> [Exercise text]:
12/01/2007

Practicing Patience

That would be a good name for a gardening blog, because that's half of the gardener's game. This time of year is all about investing in next year, and I'm impatient for the payoff on my investment. So I'm practicing patience right now.

Is the requirement for patience a reason has gardening has entered decline in this age of instant gratification? People make a terrible mistake when they fail to ascertain the rewards of practicing patience. Have you seen that in your life, or in the lives of people around you? I have.

Life still rewards patience, but sometimes it can be hard to see that.

That's what I was thinking about this morning while I pricked out and potted up a flat of Gilia tricolor (Bird's Eye).

December 1 2007 016

I felt the biggest problem in my 2007 garden was insufficient flowers. I want 2008 to be different, so I'm planting a succession of western wildflowers: Nemophila menziesii (Baby Blue Eyes), Layia platyglossa (Tidy Tips), Platystemon californica (Cream Cups), Limnanthes douglassii (Meadowfoam), Lupinus nanus (Sky Lupine), Phacelia tanecetifolia (Fernleaf Tansy), Clarkia bottae (Farewell-To-Spring)...

I'm starting them all in flats because I've had poor results previously from direct sowing. It seemed like a good idea at the time... after all, wildflowers direct sow themselves in nature. But no garden is entirely "natural". Besides that, natural conditions vary from year-to-year, and you can see that in the annual wildflower show.

Like any other investor, a gardener's strategy depends on both faith and reason. I have faith this is going to work out right, but I can't know that. I have reason to believe it, so I'm not exactly flying blind. But by definition, when you run on faith, you're running blind. You have no reason to believe--you just do.

But I don't think most people operate entirely on faith or entirely on reason, so it's funny that there isn't a single word in the English language for "a mixture of faith and reason". Instead, we have these two separate ideas side-by-side, and often at odds. (I'm not sure if that's really true or if it just seems that way.)

Anyway, it's interesting where the mind wanders when you're gardening. Which is a perfectly fine reason to garden in the first place.

8 comments:

Entangled said...

I totally agree with you about the lack of patience in gardeners, or investors for that matter. At the risk of sounding like a cranky old crone, I remember when the garden centers in spring were filled with tiny seedlings that people would buy, plant in their gardens, and then wait for them to grow and bloom. Now people expect to go to a garden center or big box store one weekend and have a garden the following Monday.

But then I like raising my own plants from seed and cuttings.

Good luck with your seedlings!

JvA said...

It is all about patience, isn't it? I guess I haven't really thought about it that way before.

> [Required action 1]:
Decide whether each statement below agrees with the gardening post on practicing patience. Answer yes or no for each, and quote the words from the post that settle it.
(a) The writer is starting the wildflowers in flats after poor results from direct sowing.
(b) The writer felt the biggest problem in the 2007 garden was too many weeds.
(c) The writer was working with a flat of Gilia tricolor that morning.
> [Required action 2]: Copy word for word the part of the gardening post on practicing patience between "Anyway, it's interesting" and "the following Monday.", inclusive.
> [Required action 3]: In the gardening post on practicing patience, what common name is given for Lupinus nanus?

> [Source material]:
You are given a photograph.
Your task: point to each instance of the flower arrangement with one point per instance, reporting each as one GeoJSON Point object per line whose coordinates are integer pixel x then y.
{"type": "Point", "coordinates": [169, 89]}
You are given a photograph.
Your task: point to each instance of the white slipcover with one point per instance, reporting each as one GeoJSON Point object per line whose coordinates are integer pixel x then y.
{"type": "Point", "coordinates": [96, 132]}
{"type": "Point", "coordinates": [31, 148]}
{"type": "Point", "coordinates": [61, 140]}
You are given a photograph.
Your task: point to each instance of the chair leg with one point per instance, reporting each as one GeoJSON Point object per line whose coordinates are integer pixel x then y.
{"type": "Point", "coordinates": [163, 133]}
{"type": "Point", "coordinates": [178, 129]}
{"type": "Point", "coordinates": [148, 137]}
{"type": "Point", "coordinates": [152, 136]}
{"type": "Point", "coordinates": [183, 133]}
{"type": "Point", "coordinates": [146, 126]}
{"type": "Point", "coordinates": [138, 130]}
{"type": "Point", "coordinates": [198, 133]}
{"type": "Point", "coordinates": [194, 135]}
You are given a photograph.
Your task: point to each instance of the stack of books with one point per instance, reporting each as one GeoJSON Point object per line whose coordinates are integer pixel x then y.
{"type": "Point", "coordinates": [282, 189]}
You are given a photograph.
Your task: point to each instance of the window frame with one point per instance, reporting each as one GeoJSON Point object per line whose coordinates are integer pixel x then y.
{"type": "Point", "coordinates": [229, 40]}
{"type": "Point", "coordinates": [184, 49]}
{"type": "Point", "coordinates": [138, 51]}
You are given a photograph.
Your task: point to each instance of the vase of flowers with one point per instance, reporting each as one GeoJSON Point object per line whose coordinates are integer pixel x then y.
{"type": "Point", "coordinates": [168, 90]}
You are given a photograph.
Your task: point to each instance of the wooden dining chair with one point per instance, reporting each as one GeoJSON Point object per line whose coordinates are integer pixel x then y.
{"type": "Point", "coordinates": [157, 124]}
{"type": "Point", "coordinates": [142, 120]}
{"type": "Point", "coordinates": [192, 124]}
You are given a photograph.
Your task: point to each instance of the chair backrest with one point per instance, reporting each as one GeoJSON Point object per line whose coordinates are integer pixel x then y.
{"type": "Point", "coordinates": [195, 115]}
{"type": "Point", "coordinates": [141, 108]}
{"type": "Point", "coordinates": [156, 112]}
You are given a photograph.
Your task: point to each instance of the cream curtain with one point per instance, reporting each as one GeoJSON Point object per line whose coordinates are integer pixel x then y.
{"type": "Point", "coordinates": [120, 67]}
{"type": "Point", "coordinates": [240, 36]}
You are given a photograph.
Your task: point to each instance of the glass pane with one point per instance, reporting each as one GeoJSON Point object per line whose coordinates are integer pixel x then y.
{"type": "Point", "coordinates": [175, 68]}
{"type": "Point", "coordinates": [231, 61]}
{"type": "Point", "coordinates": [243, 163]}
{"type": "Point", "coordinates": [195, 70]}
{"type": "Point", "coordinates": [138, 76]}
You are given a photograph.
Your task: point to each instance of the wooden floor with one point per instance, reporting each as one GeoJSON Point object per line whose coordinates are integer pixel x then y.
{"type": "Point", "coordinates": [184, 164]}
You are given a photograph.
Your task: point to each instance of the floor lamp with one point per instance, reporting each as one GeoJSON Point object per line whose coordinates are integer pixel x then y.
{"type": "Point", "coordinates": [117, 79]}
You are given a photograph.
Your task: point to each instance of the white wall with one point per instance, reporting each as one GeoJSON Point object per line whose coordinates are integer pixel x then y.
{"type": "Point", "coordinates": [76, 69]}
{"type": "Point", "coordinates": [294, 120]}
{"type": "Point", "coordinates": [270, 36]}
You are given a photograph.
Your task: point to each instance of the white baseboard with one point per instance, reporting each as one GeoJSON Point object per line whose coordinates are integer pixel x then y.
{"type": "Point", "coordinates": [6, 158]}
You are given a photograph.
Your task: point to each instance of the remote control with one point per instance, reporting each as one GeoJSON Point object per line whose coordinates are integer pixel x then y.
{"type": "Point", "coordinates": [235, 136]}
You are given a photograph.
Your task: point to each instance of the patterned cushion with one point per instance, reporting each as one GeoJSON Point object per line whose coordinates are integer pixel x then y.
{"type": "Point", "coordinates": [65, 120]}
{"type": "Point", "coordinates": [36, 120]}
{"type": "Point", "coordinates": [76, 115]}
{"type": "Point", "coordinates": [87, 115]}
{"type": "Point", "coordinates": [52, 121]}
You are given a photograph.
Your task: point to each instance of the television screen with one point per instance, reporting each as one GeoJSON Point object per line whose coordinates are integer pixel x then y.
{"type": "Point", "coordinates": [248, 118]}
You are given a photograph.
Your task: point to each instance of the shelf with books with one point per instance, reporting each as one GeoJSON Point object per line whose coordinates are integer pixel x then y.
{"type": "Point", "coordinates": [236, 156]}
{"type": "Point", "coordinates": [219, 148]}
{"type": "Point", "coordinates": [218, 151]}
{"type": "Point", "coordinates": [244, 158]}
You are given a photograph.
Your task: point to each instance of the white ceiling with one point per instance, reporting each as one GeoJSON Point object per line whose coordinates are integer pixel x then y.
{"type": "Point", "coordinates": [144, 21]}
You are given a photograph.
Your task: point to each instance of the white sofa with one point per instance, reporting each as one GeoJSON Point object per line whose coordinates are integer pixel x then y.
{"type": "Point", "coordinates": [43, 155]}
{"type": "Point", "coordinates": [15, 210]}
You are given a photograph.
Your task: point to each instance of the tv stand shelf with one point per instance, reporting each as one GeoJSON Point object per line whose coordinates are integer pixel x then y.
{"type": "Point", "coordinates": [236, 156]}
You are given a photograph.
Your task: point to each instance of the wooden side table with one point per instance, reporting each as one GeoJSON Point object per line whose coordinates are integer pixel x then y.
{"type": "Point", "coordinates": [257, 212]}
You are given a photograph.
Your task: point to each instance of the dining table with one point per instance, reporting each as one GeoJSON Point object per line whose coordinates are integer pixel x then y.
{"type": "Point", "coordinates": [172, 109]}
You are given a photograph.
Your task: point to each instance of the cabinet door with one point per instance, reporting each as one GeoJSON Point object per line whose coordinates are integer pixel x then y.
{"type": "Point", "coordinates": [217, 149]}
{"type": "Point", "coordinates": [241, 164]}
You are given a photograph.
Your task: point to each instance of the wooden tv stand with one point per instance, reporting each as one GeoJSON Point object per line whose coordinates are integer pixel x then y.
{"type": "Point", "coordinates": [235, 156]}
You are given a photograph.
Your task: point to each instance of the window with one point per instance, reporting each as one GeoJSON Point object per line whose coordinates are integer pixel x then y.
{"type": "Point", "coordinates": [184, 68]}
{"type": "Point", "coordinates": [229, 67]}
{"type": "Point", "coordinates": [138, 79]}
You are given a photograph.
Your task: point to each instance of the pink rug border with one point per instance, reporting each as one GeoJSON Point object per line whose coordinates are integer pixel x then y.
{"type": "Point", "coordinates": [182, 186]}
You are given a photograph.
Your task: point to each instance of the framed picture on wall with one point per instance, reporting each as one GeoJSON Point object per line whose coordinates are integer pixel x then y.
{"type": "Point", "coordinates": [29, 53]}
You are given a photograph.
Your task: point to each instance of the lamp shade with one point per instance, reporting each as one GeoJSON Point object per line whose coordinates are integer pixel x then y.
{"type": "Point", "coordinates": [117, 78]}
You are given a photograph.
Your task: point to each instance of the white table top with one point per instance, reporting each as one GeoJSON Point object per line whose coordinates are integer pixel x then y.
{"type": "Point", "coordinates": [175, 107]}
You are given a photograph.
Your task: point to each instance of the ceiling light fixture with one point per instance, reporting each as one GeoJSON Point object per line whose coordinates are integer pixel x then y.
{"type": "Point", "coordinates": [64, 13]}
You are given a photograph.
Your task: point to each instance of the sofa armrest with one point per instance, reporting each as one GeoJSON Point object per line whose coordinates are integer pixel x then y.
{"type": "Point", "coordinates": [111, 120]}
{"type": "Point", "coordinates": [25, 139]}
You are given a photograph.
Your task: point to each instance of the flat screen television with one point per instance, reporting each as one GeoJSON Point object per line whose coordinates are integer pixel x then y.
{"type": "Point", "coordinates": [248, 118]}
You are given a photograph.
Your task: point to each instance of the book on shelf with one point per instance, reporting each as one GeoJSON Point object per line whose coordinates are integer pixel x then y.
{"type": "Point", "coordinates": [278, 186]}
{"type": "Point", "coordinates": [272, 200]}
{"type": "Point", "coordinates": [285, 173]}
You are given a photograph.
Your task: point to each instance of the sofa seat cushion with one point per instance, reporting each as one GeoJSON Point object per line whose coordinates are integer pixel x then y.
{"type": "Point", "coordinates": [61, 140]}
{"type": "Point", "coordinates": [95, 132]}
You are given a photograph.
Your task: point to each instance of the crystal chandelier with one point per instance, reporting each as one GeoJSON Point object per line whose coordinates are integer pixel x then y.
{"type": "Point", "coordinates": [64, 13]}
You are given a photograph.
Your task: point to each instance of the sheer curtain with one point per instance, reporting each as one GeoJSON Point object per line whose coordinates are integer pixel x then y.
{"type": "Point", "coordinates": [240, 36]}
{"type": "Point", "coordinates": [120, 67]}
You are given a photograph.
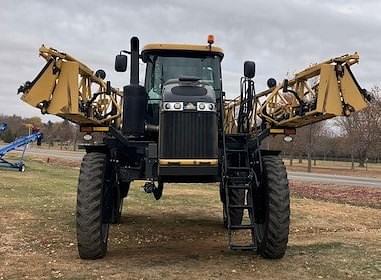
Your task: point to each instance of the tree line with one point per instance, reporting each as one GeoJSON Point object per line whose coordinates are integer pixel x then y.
{"type": "Point", "coordinates": [356, 138]}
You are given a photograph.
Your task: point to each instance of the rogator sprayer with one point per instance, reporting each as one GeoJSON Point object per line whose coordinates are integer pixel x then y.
{"type": "Point", "coordinates": [180, 127]}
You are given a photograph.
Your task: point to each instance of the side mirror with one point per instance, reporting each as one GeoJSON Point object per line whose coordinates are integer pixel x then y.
{"type": "Point", "coordinates": [121, 63]}
{"type": "Point", "coordinates": [271, 82]}
{"type": "Point", "coordinates": [249, 69]}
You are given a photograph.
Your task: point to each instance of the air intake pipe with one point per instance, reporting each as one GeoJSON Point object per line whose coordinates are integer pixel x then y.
{"type": "Point", "coordinates": [134, 97]}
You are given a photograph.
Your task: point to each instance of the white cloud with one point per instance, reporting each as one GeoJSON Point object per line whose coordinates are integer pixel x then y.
{"type": "Point", "coordinates": [281, 36]}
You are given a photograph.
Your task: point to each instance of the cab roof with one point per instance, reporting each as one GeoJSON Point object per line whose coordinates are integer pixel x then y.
{"type": "Point", "coordinates": [179, 48]}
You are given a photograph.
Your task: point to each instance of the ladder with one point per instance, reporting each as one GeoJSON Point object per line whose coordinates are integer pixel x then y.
{"type": "Point", "coordinates": [237, 178]}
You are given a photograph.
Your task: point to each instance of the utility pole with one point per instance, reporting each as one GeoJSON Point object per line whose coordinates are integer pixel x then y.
{"type": "Point", "coordinates": [309, 151]}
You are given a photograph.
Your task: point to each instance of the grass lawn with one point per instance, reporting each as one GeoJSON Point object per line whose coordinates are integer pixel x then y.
{"type": "Point", "coordinates": [178, 237]}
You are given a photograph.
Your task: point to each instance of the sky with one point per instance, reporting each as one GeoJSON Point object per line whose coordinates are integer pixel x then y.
{"type": "Point", "coordinates": [282, 37]}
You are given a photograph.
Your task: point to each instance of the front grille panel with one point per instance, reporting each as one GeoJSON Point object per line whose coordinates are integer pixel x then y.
{"type": "Point", "coordinates": [188, 135]}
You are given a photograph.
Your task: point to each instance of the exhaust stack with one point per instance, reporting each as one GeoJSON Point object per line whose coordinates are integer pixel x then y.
{"type": "Point", "coordinates": [134, 98]}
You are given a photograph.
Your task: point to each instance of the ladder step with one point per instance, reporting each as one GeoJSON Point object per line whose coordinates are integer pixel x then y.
{"type": "Point", "coordinates": [239, 187]}
{"type": "Point", "coordinates": [250, 247]}
{"type": "Point", "coordinates": [241, 206]}
{"type": "Point", "coordinates": [248, 226]}
{"type": "Point", "coordinates": [236, 150]}
{"type": "Point", "coordinates": [238, 178]}
{"type": "Point", "coordinates": [238, 168]}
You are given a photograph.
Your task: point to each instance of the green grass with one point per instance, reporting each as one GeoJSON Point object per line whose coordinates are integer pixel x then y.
{"type": "Point", "coordinates": [177, 237]}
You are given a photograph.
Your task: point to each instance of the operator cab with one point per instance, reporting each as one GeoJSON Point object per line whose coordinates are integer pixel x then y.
{"type": "Point", "coordinates": [167, 64]}
{"type": "Point", "coordinates": [183, 83]}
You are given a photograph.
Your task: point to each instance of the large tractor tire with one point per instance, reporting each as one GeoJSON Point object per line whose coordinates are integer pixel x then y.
{"type": "Point", "coordinates": [92, 231]}
{"type": "Point", "coordinates": [272, 209]}
{"type": "Point", "coordinates": [236, 197]}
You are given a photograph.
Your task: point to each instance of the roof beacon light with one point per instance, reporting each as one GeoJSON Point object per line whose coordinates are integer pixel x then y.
{"type": "Point", "coordinates": [210, 39]}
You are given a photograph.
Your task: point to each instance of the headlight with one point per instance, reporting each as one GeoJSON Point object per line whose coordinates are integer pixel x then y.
{"type": "Point", "coordinates": [206, 107]}
{"type": "Point", "coordinates": [173, 106]}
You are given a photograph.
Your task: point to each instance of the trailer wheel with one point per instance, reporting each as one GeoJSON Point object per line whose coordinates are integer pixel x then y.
{"type": "Point", "coordinates": [92, 231]}
{"type": "Point", "coordinates": [236, 197]}
{"type": "Point", "coordinates": [272, 209]}
{"type": "Point", "coordinates": [22, 168]}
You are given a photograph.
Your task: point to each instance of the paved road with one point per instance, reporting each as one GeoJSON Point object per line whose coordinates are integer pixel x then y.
{"type": "Point", "coordinates": [297, 176]}
{"type": "Point", "coordinates": [334, 179]}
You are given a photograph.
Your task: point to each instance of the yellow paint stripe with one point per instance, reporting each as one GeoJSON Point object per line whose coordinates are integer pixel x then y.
{"type": "Point", "coordinates": [212, 162]}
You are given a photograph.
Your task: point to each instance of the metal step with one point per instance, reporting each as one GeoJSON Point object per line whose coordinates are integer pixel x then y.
{"type": "Point", "coordinates": [235, 247]}
{"type": "Point", "coordinates": [239, 187]}
{"type": "Point", "coordinates": [238, 168]}
{"type": "Point", "coordinates": [241, 206]}
{"type": "Point", "coordinates": [236, 151]}
{"type": "Point", "coordinates": [248, 226]}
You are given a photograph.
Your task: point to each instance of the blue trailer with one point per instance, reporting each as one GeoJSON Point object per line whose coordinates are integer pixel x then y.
{"type": "Point", "coordinates": [20, 142]}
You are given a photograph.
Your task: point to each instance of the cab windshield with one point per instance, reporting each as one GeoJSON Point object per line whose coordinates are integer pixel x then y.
{"type": "Point", "coordinates": [160, 69]}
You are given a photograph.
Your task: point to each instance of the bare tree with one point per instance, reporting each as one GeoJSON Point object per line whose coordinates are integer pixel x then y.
{"type": "Point", "coordinates": [362, 129]}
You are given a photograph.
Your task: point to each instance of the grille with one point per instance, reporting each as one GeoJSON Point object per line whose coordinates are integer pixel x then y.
{"type": "Point", "coordinates": [188, 135]}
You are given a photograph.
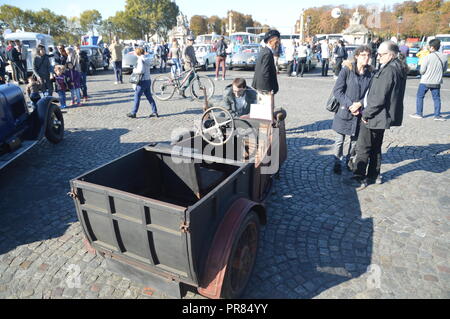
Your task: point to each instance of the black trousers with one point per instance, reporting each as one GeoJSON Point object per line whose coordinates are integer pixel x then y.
{"type": "Point", "coordinates": [338, 66]}
{"type": "Point", "coordinates": [368, 152]}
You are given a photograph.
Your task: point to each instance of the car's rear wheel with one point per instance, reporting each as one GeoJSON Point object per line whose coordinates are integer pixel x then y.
{"type": "Point", "coordinates": [54, 131]}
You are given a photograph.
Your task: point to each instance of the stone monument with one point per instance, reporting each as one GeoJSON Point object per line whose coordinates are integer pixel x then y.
{"type": "Point", "coordinates": [356, 33]}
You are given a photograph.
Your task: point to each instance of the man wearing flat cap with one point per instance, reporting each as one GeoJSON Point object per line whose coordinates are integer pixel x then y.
{"type": "Point", "coordinates": [265, 78]}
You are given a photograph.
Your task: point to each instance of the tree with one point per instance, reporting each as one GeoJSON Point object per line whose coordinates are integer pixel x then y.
{"type": "Point", "coordinates": [89, 20]}
{"type": "Point", "coordinates": [16, 18]}
{"type": "Point", "coordinates": [199, 24]}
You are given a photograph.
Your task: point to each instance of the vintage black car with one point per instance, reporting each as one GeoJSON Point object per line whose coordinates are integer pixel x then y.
{"type": "Point", "coordinates": [187, 213]}
{"type": "Point", "coordinates": [23, 125]}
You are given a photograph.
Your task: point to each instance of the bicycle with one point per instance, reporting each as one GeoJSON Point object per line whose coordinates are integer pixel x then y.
{"type": "Point", "coordinates": [164, 86]}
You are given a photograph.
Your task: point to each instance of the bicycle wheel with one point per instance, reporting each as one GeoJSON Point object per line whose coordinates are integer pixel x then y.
{"type": "Point", "coordinates": [163, 87]}
{"type": "Point", "coordinates": [197, 88]}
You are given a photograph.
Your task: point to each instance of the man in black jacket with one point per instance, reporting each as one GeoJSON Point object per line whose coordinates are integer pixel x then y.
{"type": "Point", "coordinates": [383, 108]}
{"type": "Point", "coordinates": [265, 79]}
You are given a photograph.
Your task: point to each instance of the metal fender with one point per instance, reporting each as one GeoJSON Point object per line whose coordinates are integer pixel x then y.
{"type": "Point", "coordinates": [219, 253]}
{"type": "Point", "coordinates": [42, 108]}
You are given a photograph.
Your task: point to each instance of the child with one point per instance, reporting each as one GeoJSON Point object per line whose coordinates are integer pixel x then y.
{"type": "Point", "coordinates": [61, 84]}
{"type": "Point", "coordinates": [74, 81]}
{"type": "Point", "coordinates": [33, 89]}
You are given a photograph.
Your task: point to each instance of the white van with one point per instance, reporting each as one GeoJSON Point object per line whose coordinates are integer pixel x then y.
{"type": "Point", "coordinates": [30, 40]}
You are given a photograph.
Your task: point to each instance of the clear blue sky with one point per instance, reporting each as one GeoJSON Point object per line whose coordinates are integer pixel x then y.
{"type": "Point", "coordinates": [279, 13]}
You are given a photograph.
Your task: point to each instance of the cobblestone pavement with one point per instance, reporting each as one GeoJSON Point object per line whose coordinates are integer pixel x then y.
{"type": "Point", "coordinates": [322, 240]}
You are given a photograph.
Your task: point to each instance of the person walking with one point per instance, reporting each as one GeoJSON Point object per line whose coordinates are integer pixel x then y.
{"type": "Point", "coordinates": [84, 69]}
{"type": "Point", "coordinates": [116, 57]}
{"type": "Point", "coordinates": [190, 61]}
{"type": "Point", "coordinates": [13, 57]}
{"type": "Point", "coordinates": [61, 85]}
{"type": "Point", "coordinates": [221, 57]}
{"type": "Point", "coordinates": [350, 90]}
{"type": "Point", "coordinates": [175, 55]}
{"type": "Point", "coordinates": [144, 86]}
{"type": "Point", "coordinates": [290, 57]}
{"type": "Point", "coordinates": [326, 55]}
{"type": "Point", "coordinates": [23, 59]}
{"type": "Point", "coordinates": [432, 70]}
{"type": "Point", "coordinates": [74, 83]}
{"type": "Point", "coordinates": [302, 59]}
{"type": "Point", "coordinates": [265, 79]}
{"type": "Point", "coordinates": [43, 70]}
{"type": "Point", "coordinates": [383, 109]}
{"type": "Point", "coordinates": [340, 54]}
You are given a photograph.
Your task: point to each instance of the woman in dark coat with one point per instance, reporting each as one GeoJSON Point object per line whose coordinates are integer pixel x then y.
{"type": "Point", "coordinates": [350, 90]}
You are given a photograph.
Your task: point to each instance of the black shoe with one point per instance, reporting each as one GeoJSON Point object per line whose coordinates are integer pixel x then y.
{"type": "Point", "coordinates": [337, 169]}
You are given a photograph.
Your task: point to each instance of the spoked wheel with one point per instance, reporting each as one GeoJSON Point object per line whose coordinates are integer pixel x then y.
{"type": "Point", "coordinates": [242, 258]}
{"type": "Point", "coordinates": [217, 126]}
{"type": "Point", "coordinates": [55, 125]}
{"type": "Point", "coordinates": [197, 87]}
{"type": "Point", "coordinates": [163, 87]}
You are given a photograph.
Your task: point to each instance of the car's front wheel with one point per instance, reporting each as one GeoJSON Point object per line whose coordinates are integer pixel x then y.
{"type": "Point", "coordinates": [54, 131]}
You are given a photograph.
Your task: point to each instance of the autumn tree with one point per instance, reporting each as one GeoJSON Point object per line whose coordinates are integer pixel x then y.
{"type": "Point", "coordinates": [199, 24]}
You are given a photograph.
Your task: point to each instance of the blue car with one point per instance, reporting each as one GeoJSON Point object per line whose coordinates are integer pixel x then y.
{"type": "Point", "coordinates": [413, 61]}
{"type": "Point", "coordinates": [23, 125]}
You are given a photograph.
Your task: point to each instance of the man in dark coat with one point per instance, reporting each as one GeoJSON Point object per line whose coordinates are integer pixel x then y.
{"type": "Point", "coordinates": [265, 78]}
{"type": "Point", "coordinates": [383, 109]}
{"type": "Point", "coordinates": [238, 97]}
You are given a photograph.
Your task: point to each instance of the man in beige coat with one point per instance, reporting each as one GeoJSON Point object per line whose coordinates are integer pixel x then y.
{"type": "Point", "coordinates": [116, 56]}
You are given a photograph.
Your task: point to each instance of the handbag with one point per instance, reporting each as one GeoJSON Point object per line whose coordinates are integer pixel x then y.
{"type": "Point", "coordinates": [332, 104]}
{"type": "Point", "coordinates": [135, 78]}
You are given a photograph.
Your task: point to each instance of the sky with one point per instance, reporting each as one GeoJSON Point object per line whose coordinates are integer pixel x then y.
{"type": "Point", "coordinates": [281, 14]}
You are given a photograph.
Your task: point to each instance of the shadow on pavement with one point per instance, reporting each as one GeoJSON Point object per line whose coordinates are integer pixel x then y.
{"type": "Point", "coordinates": [34, 205]}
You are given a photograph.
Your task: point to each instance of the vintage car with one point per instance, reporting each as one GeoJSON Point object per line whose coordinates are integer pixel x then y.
{"type": "Point", "coordinates": [129, 59]}
{"type": "Point", "coordinates": [205, 55]}
{"type": "Point", "coordinates": [188, 213]}
{"type": "Point", "coordinates": [96, 59]}
{"type": "Point", "coordinates": [311, 62]}
{"type": "Point", "coordinates": [23, 125]}
{"type": "Point", "coordinates": [245, 58]}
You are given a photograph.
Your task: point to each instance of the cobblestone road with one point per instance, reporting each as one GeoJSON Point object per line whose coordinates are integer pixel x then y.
{"type": "Point", "coordinates": [323, 239]}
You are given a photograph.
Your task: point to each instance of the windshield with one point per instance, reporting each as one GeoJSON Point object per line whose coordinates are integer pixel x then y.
{"type": "Point", "coordinates": [88, 51]}
{"type": "Point", "coordinates": [444, 39]}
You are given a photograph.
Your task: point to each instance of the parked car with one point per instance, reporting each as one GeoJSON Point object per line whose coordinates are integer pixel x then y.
{"type": "Point", "coordinates": [23, 125]}
{"type": "Point", "coordinates": [96, 59]}
{"type": "Point", "coordinates": [129, 59]}
{"type": "Point", "coordinates": [205, 55]}
{"type": "Point", "coordinates": [245, 58]}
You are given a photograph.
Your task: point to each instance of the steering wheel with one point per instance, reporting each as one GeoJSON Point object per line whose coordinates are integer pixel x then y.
{"type": "Point", "coordinates": [217, 129]}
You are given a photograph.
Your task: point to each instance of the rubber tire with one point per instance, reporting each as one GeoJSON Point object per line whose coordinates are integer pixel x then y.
{"type": "Point", "coordinates": [50, 134]}
{"type": "Point", "coordinates": [227, 290]}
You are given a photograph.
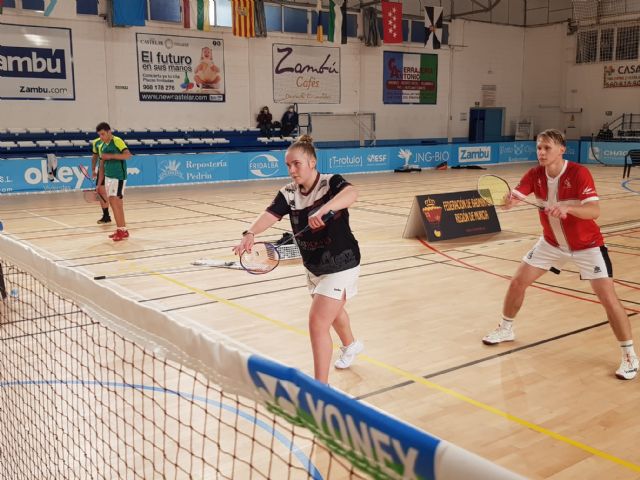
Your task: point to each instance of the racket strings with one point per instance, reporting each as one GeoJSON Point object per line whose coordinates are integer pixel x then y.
{"type": "Point", "coordinates": [263, 258]}
{"type": "Point", "coordinates": [493, 190]}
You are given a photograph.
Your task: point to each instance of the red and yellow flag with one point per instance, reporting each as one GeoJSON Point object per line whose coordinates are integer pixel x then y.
{"type": "Point", "coordinates": [243, 18]}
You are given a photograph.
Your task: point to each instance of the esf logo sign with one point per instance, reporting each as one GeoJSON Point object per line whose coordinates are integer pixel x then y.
{"type": "Point", "coordinates": [264, 165]}
{"type": "Point", "coordinates": [67, 175]}
{"type": "Point", "coordinates": [474, 154]}
{"type": "Point", "coordinates": [347, 161]}
{"type": "Point", "coordinates": [377, 159]}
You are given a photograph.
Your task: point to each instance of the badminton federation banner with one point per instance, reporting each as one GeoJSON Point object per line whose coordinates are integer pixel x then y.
{"type": "Point", "coordinates": [410, 78]}
{"type": "Point", "coordinates": [306, 74]}
{"type": "Point", "coordinates": [36, 63]}
{"type": "Point", "coordinates": [180, 69]}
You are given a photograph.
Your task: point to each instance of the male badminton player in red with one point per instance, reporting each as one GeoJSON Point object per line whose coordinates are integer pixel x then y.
{"type": "Point", "coordinates": [113, 153]}
{"type": "Point", "coordinates": [569, 232]}
{"type": "Point", "coordinates": [330, 252]}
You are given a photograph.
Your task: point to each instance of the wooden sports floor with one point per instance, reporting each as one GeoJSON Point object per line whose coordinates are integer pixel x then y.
{"type": "Point", "coordinates": [545, 406]}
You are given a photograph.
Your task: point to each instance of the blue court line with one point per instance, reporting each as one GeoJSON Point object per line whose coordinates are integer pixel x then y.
{"type": "Point", "coordinates": [50, 7]}
{"type": "Point", "coordinates": [626, 186]}
{"type": "Point", "coordinates": [304, 460]}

> [Exercise solution 1]:
(a) Yes: "I'm starting them all in flats because I've had poor results previously from direct sowing."
(b) No: "I felt the biggest problem in my 2007 garden was insufficient flowers."
(c) Yes: "That's what I was thinking about this morning while I pricked out and potted up a flat of Gilia tricolor (Bird's Eye)."

> [Exercise solution 2]:
Anyway, it's interesting where the mind wanders when you're gardening. Which is a perfectly fine reason to garden in the first place.

8 comments:

Entangled said...

I totally agree with you about the lack of patience in gardeners, or investors for that matter. At the risk of sounding like a cranky old crone, I remember when the garden centers in spring were filled with tiny seedlings that people would buy, plant in their gardens, and then wait for them to grow and bloom. Now people expect to go to a garden center or big box store one weekend and have a garden the following Monday.

> [Exercise solution 3]: Sky Lupine